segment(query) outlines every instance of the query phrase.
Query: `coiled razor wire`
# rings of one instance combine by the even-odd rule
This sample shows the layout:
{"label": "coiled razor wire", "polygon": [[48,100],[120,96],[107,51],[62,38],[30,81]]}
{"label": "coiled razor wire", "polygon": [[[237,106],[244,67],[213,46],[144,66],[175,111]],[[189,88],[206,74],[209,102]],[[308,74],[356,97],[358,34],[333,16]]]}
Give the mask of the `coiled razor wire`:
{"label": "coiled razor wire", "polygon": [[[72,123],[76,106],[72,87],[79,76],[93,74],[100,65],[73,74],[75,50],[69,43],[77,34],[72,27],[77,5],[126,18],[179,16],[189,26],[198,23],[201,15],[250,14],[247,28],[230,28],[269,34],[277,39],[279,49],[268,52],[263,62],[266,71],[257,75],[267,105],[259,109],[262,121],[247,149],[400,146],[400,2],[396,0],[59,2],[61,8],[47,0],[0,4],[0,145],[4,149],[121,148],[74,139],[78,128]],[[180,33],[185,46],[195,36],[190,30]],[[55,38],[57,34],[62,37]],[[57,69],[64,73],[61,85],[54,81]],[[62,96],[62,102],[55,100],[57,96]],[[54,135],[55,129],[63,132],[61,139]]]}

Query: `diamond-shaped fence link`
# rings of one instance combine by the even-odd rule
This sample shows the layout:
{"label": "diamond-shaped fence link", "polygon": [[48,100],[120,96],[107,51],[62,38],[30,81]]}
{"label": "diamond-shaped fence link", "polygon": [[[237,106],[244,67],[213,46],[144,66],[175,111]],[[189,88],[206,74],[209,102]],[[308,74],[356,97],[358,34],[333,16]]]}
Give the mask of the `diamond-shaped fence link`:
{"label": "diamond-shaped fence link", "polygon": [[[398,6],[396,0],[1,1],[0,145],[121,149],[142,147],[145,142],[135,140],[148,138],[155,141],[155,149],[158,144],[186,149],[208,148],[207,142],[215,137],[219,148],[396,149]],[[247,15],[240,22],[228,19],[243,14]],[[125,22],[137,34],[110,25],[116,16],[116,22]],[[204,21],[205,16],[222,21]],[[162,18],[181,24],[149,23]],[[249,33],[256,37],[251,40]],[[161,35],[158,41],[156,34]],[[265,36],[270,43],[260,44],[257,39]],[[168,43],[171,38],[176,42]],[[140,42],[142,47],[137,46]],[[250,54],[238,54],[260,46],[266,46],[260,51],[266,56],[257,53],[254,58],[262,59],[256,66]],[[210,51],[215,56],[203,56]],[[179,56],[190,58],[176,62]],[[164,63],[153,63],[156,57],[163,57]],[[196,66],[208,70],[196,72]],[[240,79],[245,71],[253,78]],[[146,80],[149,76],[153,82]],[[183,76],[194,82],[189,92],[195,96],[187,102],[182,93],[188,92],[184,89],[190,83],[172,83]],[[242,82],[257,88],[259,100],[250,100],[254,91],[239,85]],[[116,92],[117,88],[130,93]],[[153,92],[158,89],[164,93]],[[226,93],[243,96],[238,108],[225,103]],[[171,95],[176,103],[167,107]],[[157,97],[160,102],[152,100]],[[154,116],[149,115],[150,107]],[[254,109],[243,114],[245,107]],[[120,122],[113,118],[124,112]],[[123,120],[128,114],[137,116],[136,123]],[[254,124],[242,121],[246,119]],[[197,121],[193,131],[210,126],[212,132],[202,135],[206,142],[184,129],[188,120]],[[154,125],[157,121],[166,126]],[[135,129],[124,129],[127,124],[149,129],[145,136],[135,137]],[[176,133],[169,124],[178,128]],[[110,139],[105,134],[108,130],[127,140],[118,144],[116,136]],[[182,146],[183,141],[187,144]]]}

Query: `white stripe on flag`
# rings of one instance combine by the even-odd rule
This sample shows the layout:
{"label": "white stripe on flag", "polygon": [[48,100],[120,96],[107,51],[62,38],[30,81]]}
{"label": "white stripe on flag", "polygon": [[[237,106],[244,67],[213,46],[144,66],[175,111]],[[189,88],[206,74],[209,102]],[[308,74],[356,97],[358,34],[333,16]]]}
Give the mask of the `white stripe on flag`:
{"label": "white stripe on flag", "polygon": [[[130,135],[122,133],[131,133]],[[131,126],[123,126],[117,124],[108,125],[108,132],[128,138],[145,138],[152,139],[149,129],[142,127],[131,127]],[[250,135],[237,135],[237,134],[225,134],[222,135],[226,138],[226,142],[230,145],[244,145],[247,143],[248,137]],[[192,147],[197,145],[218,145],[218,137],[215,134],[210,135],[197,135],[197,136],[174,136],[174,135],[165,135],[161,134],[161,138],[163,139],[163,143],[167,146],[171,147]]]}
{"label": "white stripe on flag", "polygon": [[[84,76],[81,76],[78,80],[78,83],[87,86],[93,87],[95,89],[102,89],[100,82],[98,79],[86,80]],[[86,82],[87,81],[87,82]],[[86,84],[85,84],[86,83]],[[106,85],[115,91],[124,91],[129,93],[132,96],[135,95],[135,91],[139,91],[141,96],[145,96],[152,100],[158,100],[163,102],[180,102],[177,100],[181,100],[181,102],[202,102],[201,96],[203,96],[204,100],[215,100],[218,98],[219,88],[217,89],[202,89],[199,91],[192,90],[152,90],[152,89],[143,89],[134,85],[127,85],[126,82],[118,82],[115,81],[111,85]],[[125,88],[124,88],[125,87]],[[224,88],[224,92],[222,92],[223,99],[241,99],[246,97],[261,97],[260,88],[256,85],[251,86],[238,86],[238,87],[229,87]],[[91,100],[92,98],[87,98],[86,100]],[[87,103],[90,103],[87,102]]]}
------------------------------------------------------------------------
• To do:
Output the full set of entries exactly as they were given.

• The completed task:
segment(query) outlines every instance of the query phrase.
Query: `coiled razor wire`
# rings of one instance combine by the even-odd rule
This sample shows the layout:
{"label": "coiled razor wire", "polygon": [[48,100],[120,96],[107,51],[62,38],[30,81]]}
{"label": "coiled razor wire", "polygon": [[[237,106],[244,67],[213,46],[144,66],[175,111]],[[189,88],[206,74],[209,102]],[[308,74],[356,97],[358,34],[333,16]]]}
Give the mask of the `coiled razor wire`:
{"label": "coiled razor wire", "polygon": [[[72,123],[76,106],[72,87],[79,76],[93,74],[100,65],[73,74],[75,50],[69,43],[77,34],[72,27],[77,5],[126,18],[179,16],[189,26],[198,23],[201,15],[250,14],[247,28],[230,28],[269,34],[277,39],[279,49],[268,52],[263,62],[266,71],[257,75],[267,105],[259,109],[262,121],[247,149],[400,146],[400,2],[396,0],[59,2],[61,8],[47,0],[0,4],[0,145],[4,149],[121,148],[74,139],[78,128]],[[180,33],[185,46],[195,36],[190,30]],[[55,38],[57,34],[62,37]],[[57,69],[64,73],[61,85],[54,81]],[[62,96],[62,102],[55,100],[57,96]],[[54,135],[55,129],[63,132],[61,139]]]}

Query: `diamond-shaped fence link`
# rings of one instance combine by the even-odd rule
This sample shows the layout:
{"label": "diamond-shaped fence link", "polygon": [[48,100],[120,96],[107,51],[62,38],[30,81]]}
{"label": "diamond-shaped fence link", "polygon": [[[237,106],[244,67],[213,46],[144,66],[175,111]],[[189,88],[206,74],[209,102]],[[308,74],[356,97],[358,34],[333,16]]]}
Give the mask of the `diamond-shaped fence link`:
{"label": "diamond-shaped fence link", "polygon": [[[398,6],[396,0],[1,1],[0,145],[121,149],[142,147],[145,142],[135,140],[148,138],[155,141],[155,149],[158,144],[186,149],[208,148],[207,142],[215,137],[219,148],[396,149]],[[247,15],[240,22],[228,19],[243,14]],[[125,22],[137,34],[110,25],[116,16],[116,22]],[[204,21],[205,16],[222,21]],[[162,18],[181,24],[149,23]],[[249,33],[256,37],[251,40]],[[161,35],[158,41],[156,34]],[[265,36],[270,43],[260,44],[257,39]],[[168,43],[171,38],[176,42]],[[140,42],[142,47],[137,46]],[[250,54],[238,54],[260,46],[266,46],[260,51],[266,56],[257,53],[254,58],[262,59],[256,66]],[[210,51],[215,56],[203,56]],[[179,56],[190,58],[176,62]],[[164,63],[153,63],[156,57],[163,57]],[[196,66],[208,70],[196,72]],[[240,79],[245,71],[253,78]],[[146,80],[149,76],[153,82]],[[183,76],[194,82],[189,92],[195,96],[187,102],[182,93],[188,92],[184,89],[190,83],[172,83]],[[242,82],[257,88],[259,100],[250,100],[254,91],[239,85]],[[116,92],[117,88],[130,93]],[[153,92],[158,89],[164,93]],[[226,93],[243,96],[238,108],[225,103]],[[171,95],[176,103],[167,107]],[[157,97],[160,102],[152,100]],[[154,116],[149,115],[150,107]],[[254,109],[243,114],[245,107]],[[120,122],[113,118],[124,112]],[[123,120],[128,114],[137,116],[136,123]],[[254,124],[242,121],[246,119]],[[197,121],[193,131],[210,126],[212,132],[202,135],[206,142],[184,129],[188,120]],[[154,125],[157,121],[166,126]],[[135,129],[124,129],[127,124],[149,129],[145,136],[135,137]],[[176,133],[169,124],[178,128]],[[110,139],[105,134],[108,130],[127,140],[118,144],[116,136]],[[182,146],[183,141],[187,144]]]}

Query: `white stripe on flag`
# rings of one instance combine by the even-odd rule
This sample shows the layout:
{"label": "white stripe on flag", "polygon": [[48,100],[120,96],[107,51],[62,38],[30,81]]}
{"label": "white stripe on flag", "polygon": [[[237,106],[244,67],[213,46],[144,66],[175,111]],[[189,88],[206,74],[209,102]],[[308,74],[356,97],[358,34],[333,16]]]}
Give the mask of the `white stripe on flag`:
{"label": "white stripe on flag", "polygon": [[[130,135],[122,133],[131,133]],[[131,126],[123,126],[117,124],[108,125],[108,132],[128,138],[145,138],[152,139],[149,129],[142,127],[131,127]],[[250,135],[237,135],[237,134],[225,134],[222,135],[226,138],[226,142],[230,145],[244,145],[247,143],[248,137]],[[192,147],[197,145],[218,145],[218,137],[215,134],[210,135],[197,135],[197,136],[174,136],[174,135],[165,135],[161,134],[161,138],[163,139],[163,143],[167,146],[171,147]]]}
{"label": "white stripe on flag", "polygon": [[[84,76],[81,76],[78,80],[78,83],[87,86],[93,87],[95,89],[102,89],[100,82],[98,79],[86,80]],[[86,82],[87,81],[87,82]],[[86,84],[85,84],[86,83]],[[106,85],[115,91],[124,91],[129,93],[132,96],[135,95],[135,91],[139,91],[141,96],[145,96],[152,100],[158,100],[163,102],[180,102],[177,100],[181,100],[181,102],[202,102],[201,96],[203,96],[204,100],[215,100],[218,98],[219,88],[217,89],[202,89],[199,91],[192,90],[152,90],[152,89],[143,89],[134,85],[127,85],[126,82],[118,82],[115,81],[111,85]],[[125,88],[124,88],[125,87]],[[224,88],[224,92],[222,92],[223,99],[241,99],[246,97],[261,97],[260,88],[256,85],[251,86],[238,86],[238,87],[229,87]],[[91,100],[92,98],[87,98],[86,100]],[[87,103],[90,103],[87,102]]]}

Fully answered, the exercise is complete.